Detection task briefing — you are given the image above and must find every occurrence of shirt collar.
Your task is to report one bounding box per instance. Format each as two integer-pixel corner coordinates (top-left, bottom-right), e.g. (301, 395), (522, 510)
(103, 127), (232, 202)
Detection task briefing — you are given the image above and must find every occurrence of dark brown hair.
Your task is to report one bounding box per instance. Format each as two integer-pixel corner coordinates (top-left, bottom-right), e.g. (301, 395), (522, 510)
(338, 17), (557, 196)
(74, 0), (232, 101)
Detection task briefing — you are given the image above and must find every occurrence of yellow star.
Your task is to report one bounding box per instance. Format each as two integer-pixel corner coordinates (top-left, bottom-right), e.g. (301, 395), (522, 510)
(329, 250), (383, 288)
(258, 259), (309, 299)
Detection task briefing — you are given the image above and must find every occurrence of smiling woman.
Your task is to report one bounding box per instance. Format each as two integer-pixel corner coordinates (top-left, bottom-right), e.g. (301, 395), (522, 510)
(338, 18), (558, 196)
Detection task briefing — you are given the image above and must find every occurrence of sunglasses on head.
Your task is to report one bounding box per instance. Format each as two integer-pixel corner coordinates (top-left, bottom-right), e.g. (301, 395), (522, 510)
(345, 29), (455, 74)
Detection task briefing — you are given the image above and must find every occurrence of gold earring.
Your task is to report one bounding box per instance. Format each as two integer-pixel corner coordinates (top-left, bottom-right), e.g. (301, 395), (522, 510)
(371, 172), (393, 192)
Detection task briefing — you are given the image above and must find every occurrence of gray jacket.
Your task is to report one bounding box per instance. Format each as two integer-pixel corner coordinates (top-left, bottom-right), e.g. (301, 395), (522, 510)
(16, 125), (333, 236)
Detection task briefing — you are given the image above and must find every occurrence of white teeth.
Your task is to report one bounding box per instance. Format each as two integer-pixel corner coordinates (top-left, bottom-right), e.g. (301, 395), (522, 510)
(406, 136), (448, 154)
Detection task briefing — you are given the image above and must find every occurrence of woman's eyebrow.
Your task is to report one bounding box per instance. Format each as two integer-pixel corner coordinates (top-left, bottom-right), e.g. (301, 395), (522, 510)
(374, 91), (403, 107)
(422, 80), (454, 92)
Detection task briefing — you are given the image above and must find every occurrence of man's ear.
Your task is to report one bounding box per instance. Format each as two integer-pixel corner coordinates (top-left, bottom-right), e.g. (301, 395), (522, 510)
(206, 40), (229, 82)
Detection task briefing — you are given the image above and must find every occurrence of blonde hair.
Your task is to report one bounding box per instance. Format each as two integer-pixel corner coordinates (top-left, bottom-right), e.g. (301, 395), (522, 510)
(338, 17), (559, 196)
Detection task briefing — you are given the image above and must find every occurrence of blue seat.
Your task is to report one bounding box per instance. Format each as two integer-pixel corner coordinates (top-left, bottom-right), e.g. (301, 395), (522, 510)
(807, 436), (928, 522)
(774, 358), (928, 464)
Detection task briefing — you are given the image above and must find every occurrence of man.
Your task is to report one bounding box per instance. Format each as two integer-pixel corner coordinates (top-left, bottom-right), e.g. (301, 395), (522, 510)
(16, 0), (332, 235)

.....

▶ Short task: Print the material word for word, from its very beginning through the line that contains "(103, 127), (232, 202)".

▶ Solution:
Detection task briefing — you are given the image above and must find every occurrence of shirt collar.
Your task is to report one bounding box per instance. Format each as two integer-pixel corner coordinates (top-left, bottom-right), e.g. (301, 395), (522, 510)
(103, 127), (232, 202)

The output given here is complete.